* _Directions for this task_
Reproduce word for word every line of the entries below, from the line containing "You are given a photograph. Locate the arched" through the final line, and nothing else.

* _Provided data_
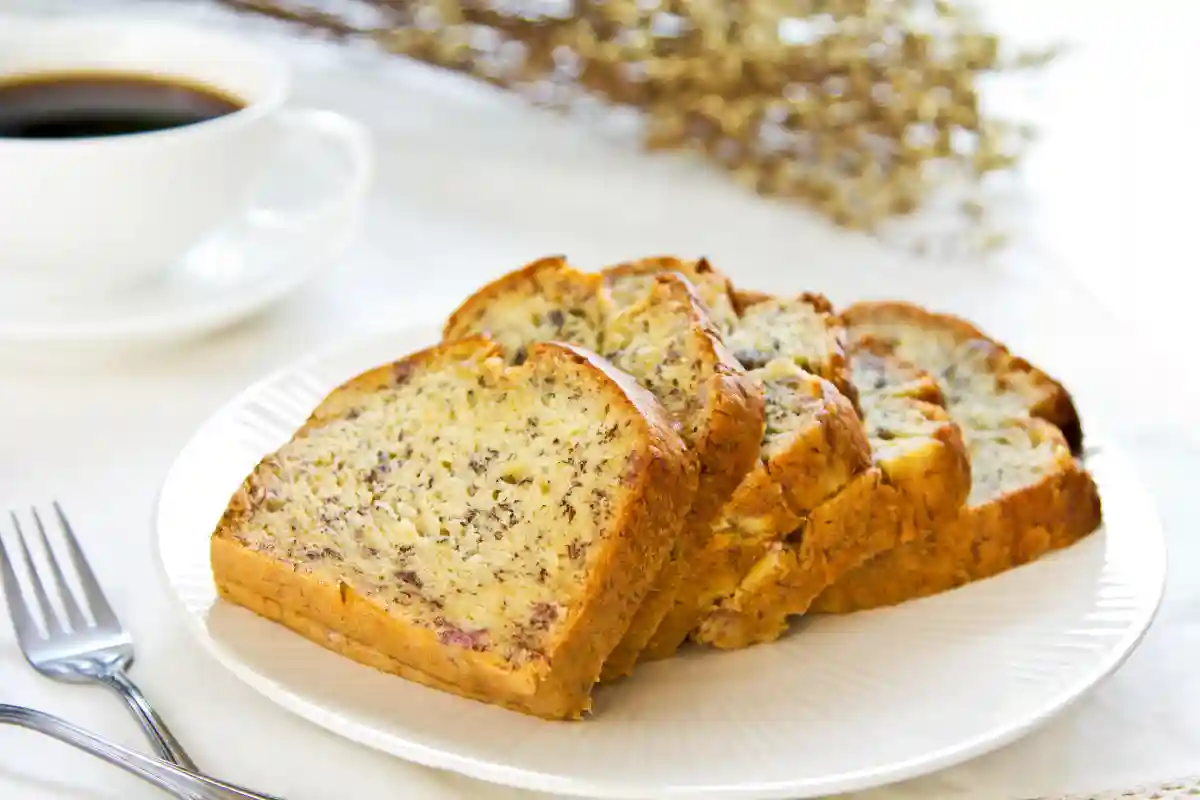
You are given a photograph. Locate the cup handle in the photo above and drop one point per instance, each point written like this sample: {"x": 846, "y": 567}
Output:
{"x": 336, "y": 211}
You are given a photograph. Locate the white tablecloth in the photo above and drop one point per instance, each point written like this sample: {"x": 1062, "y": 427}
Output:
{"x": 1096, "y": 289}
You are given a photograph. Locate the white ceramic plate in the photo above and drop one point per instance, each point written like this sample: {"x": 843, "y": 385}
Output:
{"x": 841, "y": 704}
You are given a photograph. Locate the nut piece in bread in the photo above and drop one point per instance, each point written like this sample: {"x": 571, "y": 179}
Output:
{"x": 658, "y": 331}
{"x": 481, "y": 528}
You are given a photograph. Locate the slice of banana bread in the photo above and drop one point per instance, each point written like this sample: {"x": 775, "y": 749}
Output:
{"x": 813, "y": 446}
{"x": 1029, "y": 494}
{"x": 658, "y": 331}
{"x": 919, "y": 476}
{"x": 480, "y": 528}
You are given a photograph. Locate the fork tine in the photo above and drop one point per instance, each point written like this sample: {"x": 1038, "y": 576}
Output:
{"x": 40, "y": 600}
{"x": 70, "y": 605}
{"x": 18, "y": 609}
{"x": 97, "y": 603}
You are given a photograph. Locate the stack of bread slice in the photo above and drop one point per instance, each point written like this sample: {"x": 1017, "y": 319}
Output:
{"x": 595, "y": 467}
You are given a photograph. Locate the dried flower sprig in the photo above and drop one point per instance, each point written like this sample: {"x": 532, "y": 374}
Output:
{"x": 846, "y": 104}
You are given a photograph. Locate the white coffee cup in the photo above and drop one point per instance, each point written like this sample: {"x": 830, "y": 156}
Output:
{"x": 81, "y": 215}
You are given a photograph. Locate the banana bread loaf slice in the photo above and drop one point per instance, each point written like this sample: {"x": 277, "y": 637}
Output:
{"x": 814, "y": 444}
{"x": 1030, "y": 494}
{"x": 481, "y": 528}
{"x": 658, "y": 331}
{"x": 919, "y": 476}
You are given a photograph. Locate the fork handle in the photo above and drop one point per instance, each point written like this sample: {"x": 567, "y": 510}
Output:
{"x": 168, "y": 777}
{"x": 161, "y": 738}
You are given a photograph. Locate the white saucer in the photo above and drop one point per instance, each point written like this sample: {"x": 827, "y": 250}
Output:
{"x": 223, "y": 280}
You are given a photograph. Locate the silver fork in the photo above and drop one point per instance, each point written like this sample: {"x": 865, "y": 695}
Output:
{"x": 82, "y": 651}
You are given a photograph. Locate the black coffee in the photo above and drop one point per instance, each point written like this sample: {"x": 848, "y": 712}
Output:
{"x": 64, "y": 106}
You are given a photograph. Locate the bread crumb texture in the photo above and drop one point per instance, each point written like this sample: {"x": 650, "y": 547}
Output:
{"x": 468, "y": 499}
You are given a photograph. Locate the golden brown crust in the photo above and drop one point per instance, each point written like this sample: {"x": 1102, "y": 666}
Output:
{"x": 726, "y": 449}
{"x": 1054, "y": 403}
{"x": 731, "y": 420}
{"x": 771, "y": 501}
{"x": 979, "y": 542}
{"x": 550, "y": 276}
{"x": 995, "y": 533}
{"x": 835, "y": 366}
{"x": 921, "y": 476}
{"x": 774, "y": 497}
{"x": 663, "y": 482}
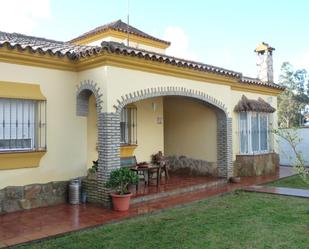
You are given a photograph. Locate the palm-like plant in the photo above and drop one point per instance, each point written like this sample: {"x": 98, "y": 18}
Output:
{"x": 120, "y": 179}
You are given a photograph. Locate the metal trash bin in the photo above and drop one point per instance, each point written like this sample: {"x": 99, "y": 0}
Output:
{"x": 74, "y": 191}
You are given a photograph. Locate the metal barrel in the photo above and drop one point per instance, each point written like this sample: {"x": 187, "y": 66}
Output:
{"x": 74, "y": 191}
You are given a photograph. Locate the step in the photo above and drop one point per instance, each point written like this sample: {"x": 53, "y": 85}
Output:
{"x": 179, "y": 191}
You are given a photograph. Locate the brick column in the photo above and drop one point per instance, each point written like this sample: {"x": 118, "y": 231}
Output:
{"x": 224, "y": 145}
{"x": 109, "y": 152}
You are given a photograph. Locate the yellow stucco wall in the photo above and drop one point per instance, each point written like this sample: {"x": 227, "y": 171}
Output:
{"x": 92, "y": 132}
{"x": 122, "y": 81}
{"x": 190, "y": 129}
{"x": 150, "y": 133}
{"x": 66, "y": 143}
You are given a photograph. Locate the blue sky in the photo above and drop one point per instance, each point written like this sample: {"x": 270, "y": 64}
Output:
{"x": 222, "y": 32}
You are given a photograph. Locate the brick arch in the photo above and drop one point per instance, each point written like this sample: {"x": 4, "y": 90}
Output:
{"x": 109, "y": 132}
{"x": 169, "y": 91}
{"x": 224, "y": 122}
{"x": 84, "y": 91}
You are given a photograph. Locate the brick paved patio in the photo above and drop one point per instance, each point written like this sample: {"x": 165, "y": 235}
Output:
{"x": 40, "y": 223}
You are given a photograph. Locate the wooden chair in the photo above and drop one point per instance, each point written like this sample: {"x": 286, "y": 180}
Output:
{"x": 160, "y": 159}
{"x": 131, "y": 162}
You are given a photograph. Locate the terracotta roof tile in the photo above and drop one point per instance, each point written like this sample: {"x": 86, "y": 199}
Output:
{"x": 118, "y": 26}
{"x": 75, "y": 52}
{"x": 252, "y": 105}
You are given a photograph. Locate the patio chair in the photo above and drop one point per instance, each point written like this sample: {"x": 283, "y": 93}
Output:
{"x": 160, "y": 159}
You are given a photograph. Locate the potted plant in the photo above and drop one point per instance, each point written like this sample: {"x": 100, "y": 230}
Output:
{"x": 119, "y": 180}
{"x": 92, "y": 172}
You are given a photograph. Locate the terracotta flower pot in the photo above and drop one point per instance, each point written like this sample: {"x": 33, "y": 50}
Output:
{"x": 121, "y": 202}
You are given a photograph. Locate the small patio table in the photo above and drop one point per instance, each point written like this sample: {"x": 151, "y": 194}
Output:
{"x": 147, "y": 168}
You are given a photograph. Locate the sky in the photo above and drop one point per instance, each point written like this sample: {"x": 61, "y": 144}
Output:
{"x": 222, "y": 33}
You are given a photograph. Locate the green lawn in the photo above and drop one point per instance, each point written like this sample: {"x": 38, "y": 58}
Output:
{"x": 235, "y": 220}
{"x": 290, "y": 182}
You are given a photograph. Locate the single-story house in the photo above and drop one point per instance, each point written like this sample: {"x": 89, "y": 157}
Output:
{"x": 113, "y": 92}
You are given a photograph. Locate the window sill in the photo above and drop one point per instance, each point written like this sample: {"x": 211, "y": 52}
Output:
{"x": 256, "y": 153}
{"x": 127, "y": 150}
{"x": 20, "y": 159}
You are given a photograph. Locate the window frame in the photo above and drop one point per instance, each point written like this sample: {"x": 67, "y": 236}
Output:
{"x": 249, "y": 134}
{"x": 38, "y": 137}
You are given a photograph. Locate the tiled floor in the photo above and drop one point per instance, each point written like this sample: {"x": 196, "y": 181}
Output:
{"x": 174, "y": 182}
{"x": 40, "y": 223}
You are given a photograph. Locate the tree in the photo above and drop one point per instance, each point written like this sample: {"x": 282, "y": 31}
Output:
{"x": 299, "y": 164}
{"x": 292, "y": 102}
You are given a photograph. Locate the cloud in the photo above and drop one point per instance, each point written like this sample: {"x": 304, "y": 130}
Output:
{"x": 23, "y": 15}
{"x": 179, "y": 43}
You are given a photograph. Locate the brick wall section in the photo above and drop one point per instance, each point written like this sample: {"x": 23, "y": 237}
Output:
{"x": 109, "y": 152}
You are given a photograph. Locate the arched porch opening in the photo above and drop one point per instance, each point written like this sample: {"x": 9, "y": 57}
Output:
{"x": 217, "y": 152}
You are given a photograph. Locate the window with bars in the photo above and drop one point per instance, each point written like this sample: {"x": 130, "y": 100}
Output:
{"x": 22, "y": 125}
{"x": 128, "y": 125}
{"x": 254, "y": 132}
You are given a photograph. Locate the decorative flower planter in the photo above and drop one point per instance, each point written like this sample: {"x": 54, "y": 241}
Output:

* _Reply to the exercise_
You are given a photograph. Locate the arched porch opening in the photo above and drop one point per instance, each point written like this sample: {"x": 9, "y": 57}
Output:
{"x": 217, "y": 152}
You are given a photograph. Locate the window with bars in the photo above and drop one point per instance, each point written like this sample: {"x": 130, "y": 100}
Output:
{"x": 22, "y": 125}
{"x": 128, "y": 125}
{"x": 254, "y": 132}
You are given a photograph. Locate the decorative flower planter in the photo above and drop one point per instance, each point written like this sample: {"x": 54, "y": 241}
Output:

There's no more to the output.